Turn the records below into a numbered list with one line per item, and leave out any blank lines.

━━ Data shown

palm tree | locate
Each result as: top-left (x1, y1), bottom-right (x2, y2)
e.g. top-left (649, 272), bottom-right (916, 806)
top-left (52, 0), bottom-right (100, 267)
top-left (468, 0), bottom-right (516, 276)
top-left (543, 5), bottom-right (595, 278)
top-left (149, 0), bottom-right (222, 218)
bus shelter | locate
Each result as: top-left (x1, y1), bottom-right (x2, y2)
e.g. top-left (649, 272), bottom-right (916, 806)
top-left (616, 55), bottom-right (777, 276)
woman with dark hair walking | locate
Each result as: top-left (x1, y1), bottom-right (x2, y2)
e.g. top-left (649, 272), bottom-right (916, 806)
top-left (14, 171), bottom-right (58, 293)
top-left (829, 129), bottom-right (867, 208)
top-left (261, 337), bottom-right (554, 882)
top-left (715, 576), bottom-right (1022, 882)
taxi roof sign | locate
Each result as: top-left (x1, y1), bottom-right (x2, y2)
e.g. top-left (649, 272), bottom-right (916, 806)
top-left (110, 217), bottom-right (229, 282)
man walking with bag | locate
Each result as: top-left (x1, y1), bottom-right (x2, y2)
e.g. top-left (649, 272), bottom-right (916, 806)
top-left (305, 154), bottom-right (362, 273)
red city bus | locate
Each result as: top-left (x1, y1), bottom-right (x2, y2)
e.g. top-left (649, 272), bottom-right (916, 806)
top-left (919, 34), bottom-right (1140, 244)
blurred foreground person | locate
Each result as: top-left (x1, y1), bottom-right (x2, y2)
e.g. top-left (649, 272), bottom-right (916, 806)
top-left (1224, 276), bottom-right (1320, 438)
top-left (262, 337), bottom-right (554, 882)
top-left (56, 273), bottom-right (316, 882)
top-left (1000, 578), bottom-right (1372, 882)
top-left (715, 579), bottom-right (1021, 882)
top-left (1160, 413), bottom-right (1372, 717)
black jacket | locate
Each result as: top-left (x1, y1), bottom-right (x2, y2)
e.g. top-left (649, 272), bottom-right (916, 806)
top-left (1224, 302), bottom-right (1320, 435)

━━━━

Output for this exercise:
1. palm tree | locate
2. Each result as: top-left (x1, y1), bottom-right (x2, y2)
3. e.g. top-left (649, 272), bottom-right (916, 806)
4. top-left (52, 0), bottom-right (100, 267)
5. top-left (468, 0), bottom-right (516, 276)
6. top-left (543, 5), bottom-right (595, 278)
7. top-left (149, 0), bottom-right (222, 218)
8. bus shelter | locate
9. Each result as: top-left (x1, y1), bottom-right (x2, y2)
10. e.g. top-left (649, 272), bottom-right (916, 806)
11. top-left (616, 55), bottom-right (777, 276)
12. woman with dark hair walking | locate
13. Each result as: top-left (x1, y1), bottom-right (x2, y2)
14. e.g. top-left (649, 272), bottom-right (916, 806)
15. top-left (14, 171), bottom-right (58, 293)
16. top-left (829, 129), bottom-right (867, 208)
17. top-left (261, 337), bottom-right (554, 882)
18. top-left (715, 576), bottom-right (1022, 882)
19. taxi roof sign | locate
20. Each result as: top-left (x1, y1), bottom-right (x2, y2)
21. e.g. top-left (649, 272), bottom-right (916, 806)
22. top-left (110, 217), bottom-right (229, 282)
23. man walking with bag | locate
24. Each result as: top-left (x1, y1), bottom-right (x2, y2)
25. e.g. top-left (649, 272), bottom-right (916, 806)
26. top-left (305, 154), bottom-right (362, 273)
27. red city bus | locate
28. Each result as: top-left (x1, y1), bottom-right (x2, y2)
29. e.g. top-left (649, 272), bottom-right (916, 806)
30. top-left (919, 34), bottom-right (1140, 244)
31. blurred foreground person | locate
32. Each result as: top-left (x1, y1), bottom-right (x2, y2)
33. e.g. top-left (649, 272), bottom-right (916, 806)
34. top-left (1224, 276), bottom-right (1320, 438)
35. top-left (262, 337), bottom-right (554, 882)
36. top-left (56, 273), bottom-right (316, 882)
37. top-left (1000, 578), bottom-right (1372, 882)
38. top-left (715, 579), bottom-right (1021, 882)
39. top-left (1160, 413), bottom-right (1372, 717)
40. black jacket | locate
41. Each result as: top-left (x1, y1), bottom-right (x2, y2)
42. e.g. top-left (649, 272), bottom-right (916, 806)
43. top-left (1224, 302), bottom-right (1320, 435)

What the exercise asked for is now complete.